Port City Raceway

Greetings from Tulsa, Oklahoma



From the travels and adventures of the 

“World’s #1 Trackchaser”



Port City Raceway

Dirt oval

 Lifetime Track #826




Reprinted with permission from my April 2, 2005 Trackchaser Report



Our #2 trackchaser, Allan Brown, is the publisher of the paperback book, the National Speedway Directory. This book lists oval and road course tracks in the U.S. and Canada and is used by traveling race fans. Here is what Allan had to say about racetrack websites:



“Who’d ever thought that within ten years of the web becoming popular that 86% of the US and Canadian tracks would have websites. (Editor’s note: Allan, I remember one race fan telling you several years ago that most racetracks were going to have websites). Of the 1,430 tracks we list in the 2005 directory, only 199 of them do not have websites. Oval tracks rank the lowest on the totem pole with 85%, as 97% of road courses have websites, and 88% of dragstrips have websites.



That doesn’t mean every website is worthwhile. We found that only about 1/2 the websites had telephone numbers listed. Less than a 1/4 of them have regular addresses to mail something to them. Keeping the websites updated is the biggest problem. Probably 25% of them still have 2004 info on them.



It seems like every time management changes the website stays with the former. We had dozens of websites change from .com to .net, .org or .us this year. Of the 993 U.S. ovals we list 95 of them changed management. Forty-nine of the U.S. oval tracks changed names since the last edition of the Directory.



Each of these websites can be viewed at Allan’s website:





First and most important is to wish daughter, Kristy, a very happy birthday today, April 2. Happy birthday, Kris. We are very proud of our attorney daughter and wish her a very special day. Of our three children, Kristy is probably the biggest race fan. Our last race together was at the Irwindale Speedway.



I had a casual drive today, up from North Texas into Northeastern Oklahoma. There were several Indian casinos in sight. I think I may stop in and try my luck on the return trip back to Dallas on Sunday night.



I did stop at a Sonic Drive-in on trackchaser Andy Ritter’s recommendation to try a watermelon cream slush. Andy, very good! Lunch, on the other hand, was a bit of a disappointment. I saw several huge billboards along the interstate that read, “Robertson’s Ham Sandwiches”. I’ve never seen a billboard exclusively advertising ham sandwiches so I had to stop.
──────────────────────────────
- [Written tasks]
1. According to the Port City Raceway report, how many of the 1,430 tracks listed in the 2005 directory do not have websites?
2. Write the next part of the Port City Raceway report, picking up right after the sentence about stopping for the ham sandwich billboard.
The data that comes next is separate material and not part of the Port City Raceway report.

- [Raw data]
──────────────────────────────
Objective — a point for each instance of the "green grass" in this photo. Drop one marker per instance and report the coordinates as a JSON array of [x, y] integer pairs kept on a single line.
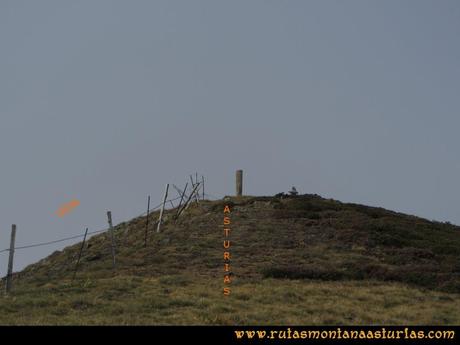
[[184, 300]]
──────────────────────────────
- [The answers]
1. 199 of them.

2.
When I did stop, I had a choice of a medium, large or king size ham sandwich. I chose the large sandwich for $3.25. The counterman reached over and threw down a very small looking pre-made sandwich wrapped in a clear cellophane bag. The sandwich bread was simply two pieces of white bread with a small amount of ham and cheese. Wow! What if this guy had to compete with delis in Los Angeles or New York? The cream slush lasted a lot longer than this flimsy ham sandwich. George, where do you think this Robertson ham sandwich store was located? Ryan, Oklahoma!



My travels took me through Norman, Oklahoma. This city is home to the University of Oklahoma. As is my habit, I like to tour college campuses. I usually am looking for three locations; the basketball arena, the football stadium and the book store (souvenir t-shirt). Everyone has to have their educational priorities!



The basketball arena was locked. I did just miss a Oklahoma football scrimmage that would have allowed me admission to the stadium. When I got there the players were just coming out of the locker room following the practice. The bookstore yielded no t-shirt purchase since my at home inventory of shirts is now past 75 and storage is at a premium. I need a special looking shirt to activate my spring loaded Master Card.



Spring is springing in Oklahoma. The leaves are just starting to pop out with a definite feel of spring in the air. This is one of my favorite times of the year to trackchase for the beauty but not always because of spring’s unstable weather. Fortunately, the weather forecast for this weekend is for 0% chance of rain. I have never been rained out with this type of rain forecast.



Remember, animals are our friends, but they won’t pick you up at the airport.








The Port City Raceway is my 7th lifetime track to see in Oklahoma. I began the trip ranked 9th in Oklahoma and should finish the trip ranked 6th. That will help with National Geographic Diversity points. Tonight is the first half of my first blended double of the year. Recall that the classic definition of a blended double is seeing about the same amount of racing at two different tracks, time-wise, while limiting the driving time between the two tracks to a minimum. The racing at each track should be a minimum of one hour or hopefully more. For a double to qualify as a blended double the driving time between the two tracks MUST be less than the racing time at each track.



In the plan, this looked like a good blended double opportunity. At the beginning of the night, it looked like a bad blended double try and by the end of the evening; it proved to be a successful opportunity.



The Port City Raceway website offered somewhat limited trackchaser information. The site indicated that racing would begin at 7 p.m. The second track in my double, the Outlaw Motor Speedway in Oktaha, Oklahoma, told me over the phone they would began countable racing at 7:30 p.m. With this schedule, it would be best to start out at Port City. Microsoft Streets and Trips told me the tracks were 57.1 miles apart.



I arrived at Port City at 6:15 p.m. to find a piercing setting sun to be shining directly into the eyes of the few patrons in their small grandstand. I decided to find some food. I have a new culinary strategy for 2005. If I can get a decent restaurant meal before I get to the track I will. I’m trying to avoid “race track generic” food such as hamburgers, hot dogs, nachos, etc. I was successful and found a Chinese restaurant that served fried rice that tasted like it had been fried over an open campfire. Hey, we’re in Oklahoma. It could happen.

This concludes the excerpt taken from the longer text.